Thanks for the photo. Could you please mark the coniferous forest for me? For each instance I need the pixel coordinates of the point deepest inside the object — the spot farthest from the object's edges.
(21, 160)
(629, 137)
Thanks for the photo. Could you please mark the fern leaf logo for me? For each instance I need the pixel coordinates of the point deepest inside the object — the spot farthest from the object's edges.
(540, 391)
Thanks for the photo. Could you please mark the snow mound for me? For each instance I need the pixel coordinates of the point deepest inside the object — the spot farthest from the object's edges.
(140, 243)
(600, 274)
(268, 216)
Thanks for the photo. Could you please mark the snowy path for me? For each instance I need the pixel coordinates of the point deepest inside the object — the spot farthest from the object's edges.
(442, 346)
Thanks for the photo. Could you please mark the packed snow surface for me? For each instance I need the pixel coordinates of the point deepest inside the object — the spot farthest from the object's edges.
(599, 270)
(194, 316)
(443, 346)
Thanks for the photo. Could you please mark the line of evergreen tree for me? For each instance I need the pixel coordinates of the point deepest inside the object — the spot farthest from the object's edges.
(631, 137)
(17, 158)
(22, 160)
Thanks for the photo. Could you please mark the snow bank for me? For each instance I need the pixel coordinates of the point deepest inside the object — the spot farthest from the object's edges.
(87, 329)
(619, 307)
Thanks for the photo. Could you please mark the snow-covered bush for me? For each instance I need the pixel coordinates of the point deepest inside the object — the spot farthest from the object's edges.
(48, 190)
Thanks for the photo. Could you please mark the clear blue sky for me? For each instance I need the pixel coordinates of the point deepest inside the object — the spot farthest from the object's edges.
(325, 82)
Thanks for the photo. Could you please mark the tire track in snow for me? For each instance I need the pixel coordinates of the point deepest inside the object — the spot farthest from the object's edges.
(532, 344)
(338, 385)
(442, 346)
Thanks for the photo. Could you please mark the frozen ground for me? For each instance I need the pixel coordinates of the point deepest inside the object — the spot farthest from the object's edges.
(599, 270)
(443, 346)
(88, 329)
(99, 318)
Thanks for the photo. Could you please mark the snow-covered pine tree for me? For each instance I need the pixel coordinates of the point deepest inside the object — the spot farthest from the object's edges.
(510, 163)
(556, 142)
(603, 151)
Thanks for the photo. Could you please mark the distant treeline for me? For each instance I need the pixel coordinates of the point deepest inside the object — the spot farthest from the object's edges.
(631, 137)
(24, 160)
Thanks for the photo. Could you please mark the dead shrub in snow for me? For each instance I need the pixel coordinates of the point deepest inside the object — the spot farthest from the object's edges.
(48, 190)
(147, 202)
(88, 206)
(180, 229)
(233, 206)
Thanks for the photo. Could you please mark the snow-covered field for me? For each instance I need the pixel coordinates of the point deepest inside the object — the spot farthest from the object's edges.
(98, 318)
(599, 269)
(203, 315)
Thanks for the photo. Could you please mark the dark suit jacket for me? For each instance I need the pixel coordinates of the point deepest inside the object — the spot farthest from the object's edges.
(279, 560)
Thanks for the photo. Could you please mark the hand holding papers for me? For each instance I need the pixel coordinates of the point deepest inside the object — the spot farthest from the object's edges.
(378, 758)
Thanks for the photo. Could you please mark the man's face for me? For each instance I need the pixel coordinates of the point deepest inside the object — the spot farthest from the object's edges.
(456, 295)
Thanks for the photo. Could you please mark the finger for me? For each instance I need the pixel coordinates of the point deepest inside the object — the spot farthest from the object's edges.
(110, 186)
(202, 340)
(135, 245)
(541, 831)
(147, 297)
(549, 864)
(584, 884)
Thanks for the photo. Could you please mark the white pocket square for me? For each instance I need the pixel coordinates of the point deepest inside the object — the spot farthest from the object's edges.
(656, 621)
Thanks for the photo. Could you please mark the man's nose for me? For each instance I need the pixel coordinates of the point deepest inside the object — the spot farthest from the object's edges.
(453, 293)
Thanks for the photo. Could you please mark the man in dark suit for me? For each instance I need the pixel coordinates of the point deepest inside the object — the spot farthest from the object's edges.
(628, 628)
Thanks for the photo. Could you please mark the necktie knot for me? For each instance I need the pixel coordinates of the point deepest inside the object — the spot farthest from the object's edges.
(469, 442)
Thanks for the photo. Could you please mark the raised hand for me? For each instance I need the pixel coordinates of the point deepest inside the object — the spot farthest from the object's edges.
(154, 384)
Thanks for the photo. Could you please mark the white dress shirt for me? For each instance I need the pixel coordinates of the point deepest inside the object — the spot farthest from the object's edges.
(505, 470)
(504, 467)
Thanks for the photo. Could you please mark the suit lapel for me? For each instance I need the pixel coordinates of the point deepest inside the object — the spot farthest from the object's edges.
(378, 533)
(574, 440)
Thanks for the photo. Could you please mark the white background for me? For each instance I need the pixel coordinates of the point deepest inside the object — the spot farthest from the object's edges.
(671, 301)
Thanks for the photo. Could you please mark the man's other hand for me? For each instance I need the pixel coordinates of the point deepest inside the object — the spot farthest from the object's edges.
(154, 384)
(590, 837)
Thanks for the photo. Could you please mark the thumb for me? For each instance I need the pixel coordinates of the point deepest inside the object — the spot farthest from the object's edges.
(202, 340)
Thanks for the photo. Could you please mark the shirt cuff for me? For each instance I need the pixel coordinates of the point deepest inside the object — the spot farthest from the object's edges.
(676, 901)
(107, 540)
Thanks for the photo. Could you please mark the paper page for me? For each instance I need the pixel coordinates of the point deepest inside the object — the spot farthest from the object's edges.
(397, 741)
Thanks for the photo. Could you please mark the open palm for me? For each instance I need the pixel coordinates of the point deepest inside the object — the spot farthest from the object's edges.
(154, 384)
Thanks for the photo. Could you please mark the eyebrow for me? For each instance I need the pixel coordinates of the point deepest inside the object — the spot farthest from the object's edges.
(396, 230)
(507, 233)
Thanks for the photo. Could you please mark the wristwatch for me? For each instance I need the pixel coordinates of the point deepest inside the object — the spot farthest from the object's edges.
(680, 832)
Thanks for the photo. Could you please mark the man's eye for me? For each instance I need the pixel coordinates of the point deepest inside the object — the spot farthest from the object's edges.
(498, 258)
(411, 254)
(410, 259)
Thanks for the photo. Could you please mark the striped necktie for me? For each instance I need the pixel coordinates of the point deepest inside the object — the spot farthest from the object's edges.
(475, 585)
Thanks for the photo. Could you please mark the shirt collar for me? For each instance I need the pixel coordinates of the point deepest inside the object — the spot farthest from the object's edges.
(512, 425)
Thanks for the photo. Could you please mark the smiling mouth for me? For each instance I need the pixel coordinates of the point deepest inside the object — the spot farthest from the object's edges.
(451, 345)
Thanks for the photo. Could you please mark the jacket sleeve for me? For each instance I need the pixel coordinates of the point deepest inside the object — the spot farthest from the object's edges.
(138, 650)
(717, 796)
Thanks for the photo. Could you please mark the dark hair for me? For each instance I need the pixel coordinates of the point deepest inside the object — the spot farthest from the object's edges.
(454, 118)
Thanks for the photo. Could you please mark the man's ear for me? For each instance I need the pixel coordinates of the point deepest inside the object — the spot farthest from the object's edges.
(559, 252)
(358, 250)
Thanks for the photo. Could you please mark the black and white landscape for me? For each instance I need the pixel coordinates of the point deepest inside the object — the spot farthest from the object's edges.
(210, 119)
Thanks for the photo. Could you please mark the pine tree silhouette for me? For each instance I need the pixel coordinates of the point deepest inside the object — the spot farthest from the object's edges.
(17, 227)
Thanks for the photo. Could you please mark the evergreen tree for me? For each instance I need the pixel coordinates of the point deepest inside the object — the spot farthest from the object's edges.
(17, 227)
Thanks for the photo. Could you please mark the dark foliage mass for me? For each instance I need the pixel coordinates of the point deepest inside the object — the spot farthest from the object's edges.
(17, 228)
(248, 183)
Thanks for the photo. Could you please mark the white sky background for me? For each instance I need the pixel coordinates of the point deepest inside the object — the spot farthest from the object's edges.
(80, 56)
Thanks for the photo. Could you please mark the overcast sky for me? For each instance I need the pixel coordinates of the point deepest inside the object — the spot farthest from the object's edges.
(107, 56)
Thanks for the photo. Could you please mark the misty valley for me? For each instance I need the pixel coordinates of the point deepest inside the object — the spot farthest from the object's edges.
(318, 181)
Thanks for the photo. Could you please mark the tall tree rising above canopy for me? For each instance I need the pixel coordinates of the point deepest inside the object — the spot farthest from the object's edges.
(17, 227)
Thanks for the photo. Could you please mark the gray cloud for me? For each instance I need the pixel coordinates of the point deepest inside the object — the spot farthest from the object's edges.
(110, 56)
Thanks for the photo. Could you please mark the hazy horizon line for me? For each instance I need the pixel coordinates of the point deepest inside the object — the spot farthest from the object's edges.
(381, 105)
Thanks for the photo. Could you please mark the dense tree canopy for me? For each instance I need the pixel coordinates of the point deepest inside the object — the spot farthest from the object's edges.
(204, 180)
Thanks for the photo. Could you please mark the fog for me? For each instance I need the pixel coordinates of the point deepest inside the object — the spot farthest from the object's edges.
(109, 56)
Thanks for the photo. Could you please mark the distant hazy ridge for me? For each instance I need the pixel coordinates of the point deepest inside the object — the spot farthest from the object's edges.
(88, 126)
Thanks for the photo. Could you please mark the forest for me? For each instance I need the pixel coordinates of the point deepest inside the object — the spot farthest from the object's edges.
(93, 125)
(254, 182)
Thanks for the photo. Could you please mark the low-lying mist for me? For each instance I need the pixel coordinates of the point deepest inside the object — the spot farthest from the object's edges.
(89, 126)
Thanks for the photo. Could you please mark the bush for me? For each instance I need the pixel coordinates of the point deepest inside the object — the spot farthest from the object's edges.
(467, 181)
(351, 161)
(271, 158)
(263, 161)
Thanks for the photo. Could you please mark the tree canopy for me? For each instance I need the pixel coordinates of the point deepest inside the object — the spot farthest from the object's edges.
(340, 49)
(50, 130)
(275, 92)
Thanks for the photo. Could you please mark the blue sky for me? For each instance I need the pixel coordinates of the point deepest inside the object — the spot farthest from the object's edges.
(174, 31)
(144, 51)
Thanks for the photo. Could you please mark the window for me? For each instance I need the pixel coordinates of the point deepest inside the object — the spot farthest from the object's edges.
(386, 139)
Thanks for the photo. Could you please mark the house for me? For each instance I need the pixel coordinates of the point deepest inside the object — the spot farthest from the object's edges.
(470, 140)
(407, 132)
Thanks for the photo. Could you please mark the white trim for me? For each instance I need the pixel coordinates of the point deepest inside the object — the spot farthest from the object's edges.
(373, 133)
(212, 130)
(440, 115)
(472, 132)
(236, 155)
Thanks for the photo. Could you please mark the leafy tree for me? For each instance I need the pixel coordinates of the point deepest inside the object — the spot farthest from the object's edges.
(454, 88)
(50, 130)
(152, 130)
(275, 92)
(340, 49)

====

▸ **Assignment**: The lines wanted are those from the one with "Thanks for the photo. Could you please mark the leafy" through the last line of the records, repeated exactly and with both ends included.

▸ **Answer to the problem**:
Thanks for the photo. Could you please mark the leafy tree for me? For each instance I need the pixel coordinates of the point deepest inside the object — the spot farthest from the object's edges.
(454, 88)
(50, 130)
(152, 130)
(275, 92)
(340, 49)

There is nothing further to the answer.